TASK PROMPT
Using the article on Manhattan's Chinatown street signs below, answer these questions:
1. In which city did the "Chinese massacre of 1871" take place?
2. What was Chinatown's population by 1985?
3. What was the name of the dim sum restaurant that closed due to the pandemic?

SOURCE PASSAGE

· · · ·

Manhattan’s Chinatown is seeing its
In the 1960s, New York City’s Department of Transportation installed street signs with both English and Chinese lettering. By 1985 at least 155 more signs were ordered to be put up, a reflection of the Chinese population’s rapid growth during that period. Presently, there are approximately 100 bilingual street signs in effect, meaning over 50 have been removed or altered to be just in English.
While it is unclear what exactly happened to the signs that have vanished, journalists from The New York Times were able to piece together when some of the signs had been replaced by using Google Street View images and Chinatown photographers.
The New York Times reports that “at least seven bilingual street signs have been removed since the 1980s,” with several of the removals taking place between 2013 and 2021, including the ones for Bowery and Canal Street. The two streets originally had two sets of signs, each in a different dialect, evidence of the “diverse dialects” spoken in Manhattan’s Chinatown.
The U.S. experienced mass influxes of migration from China throughout the 19th century, especially due the California Gold Rush of the 1850s. Chinese immigrants were met with extreme xenophobia, and even anger by the white Americans already living there, who blamed them for dim job prospects.
The largest single lynching in U.S. history, refered to as the “Chinese massacre of 1871” targeted Chinese immigrants living in Los Angeles and resulted in approximately 20 deaths, which accounted for about 10% of the city’s Chinese immigrant population at the time. Around 500 white and Latino men and boys participated in the violence. The deaths alone do not account for the irreparable damage that was also done, with the city’s Chinatown burnt to the ground and approximately $1.5 million (in today’s dollars) worth of goods stolen.
Due to extreme violence and discrimination, many Chinese immigrants had migrated east by the 1870s to seek a better life. New York City became the new hub for Chinese immigrants, with the establishment of a new Chinatown there.
By 1985, Chinatown nearly doubled in size with a population of 70,000 residents, and New York City’s Department of Transportation installed bilingual street signs in an effort to make travel more viable for immigrants who could not speak or read English.
Changes in the signs from Chinese and English to just English reflect the changes in the community. While Asians are the fastest growing population in New York City, Chinatown has undergone the largest loss of Asian residents.
Several factors may have contributed to this phenomenon, including the 40-story megajail approved to be built in the heart of Chinatown, hate crimes against the Asian community and the closure of renowned establishments such as the city’s largest dim sum restaurant Jin Fong, due to the pandemic.
The disappearance of bilingual signs in New York City’s Chinatown represents the rapidly shifting culture within the area, but with their disappearance goes a bit of important history as well.

· · · ·

Items from a dataset
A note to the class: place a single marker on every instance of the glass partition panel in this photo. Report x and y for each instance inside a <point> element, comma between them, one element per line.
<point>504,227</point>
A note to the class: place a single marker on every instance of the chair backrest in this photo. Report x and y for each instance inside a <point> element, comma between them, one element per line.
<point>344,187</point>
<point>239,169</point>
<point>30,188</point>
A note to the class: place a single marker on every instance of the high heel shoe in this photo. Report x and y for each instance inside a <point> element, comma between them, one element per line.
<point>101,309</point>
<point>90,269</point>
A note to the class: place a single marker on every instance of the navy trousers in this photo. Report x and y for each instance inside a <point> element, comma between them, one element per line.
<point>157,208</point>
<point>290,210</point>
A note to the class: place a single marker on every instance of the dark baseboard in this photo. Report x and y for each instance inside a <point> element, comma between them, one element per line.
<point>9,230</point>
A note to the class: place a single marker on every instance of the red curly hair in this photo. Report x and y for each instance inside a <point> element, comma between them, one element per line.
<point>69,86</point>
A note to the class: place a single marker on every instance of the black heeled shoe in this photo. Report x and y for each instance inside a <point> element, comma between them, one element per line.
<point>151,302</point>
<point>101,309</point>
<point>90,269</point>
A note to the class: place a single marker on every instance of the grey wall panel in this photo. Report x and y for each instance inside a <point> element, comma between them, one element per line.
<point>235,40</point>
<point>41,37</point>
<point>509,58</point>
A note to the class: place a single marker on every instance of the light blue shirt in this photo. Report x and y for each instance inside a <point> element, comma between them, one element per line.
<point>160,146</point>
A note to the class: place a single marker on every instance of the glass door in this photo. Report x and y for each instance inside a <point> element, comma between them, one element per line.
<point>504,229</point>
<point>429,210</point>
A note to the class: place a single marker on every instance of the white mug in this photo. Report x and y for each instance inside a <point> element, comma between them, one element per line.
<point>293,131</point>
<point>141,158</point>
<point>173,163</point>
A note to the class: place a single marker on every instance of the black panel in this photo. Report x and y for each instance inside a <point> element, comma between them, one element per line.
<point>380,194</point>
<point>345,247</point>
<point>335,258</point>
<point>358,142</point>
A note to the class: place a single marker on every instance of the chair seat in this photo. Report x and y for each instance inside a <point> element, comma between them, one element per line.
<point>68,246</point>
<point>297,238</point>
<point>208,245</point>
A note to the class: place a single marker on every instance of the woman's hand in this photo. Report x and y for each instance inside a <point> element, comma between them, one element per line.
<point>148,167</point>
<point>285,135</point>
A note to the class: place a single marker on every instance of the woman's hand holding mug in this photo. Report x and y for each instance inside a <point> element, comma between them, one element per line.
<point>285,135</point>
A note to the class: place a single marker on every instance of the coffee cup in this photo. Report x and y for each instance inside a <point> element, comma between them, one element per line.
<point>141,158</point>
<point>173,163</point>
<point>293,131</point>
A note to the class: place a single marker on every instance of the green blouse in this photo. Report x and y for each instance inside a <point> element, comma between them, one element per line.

· · · ·

COMPLETED EXERCISE
1. Los Angeles
2. 70,000 residents
3. Jin Fong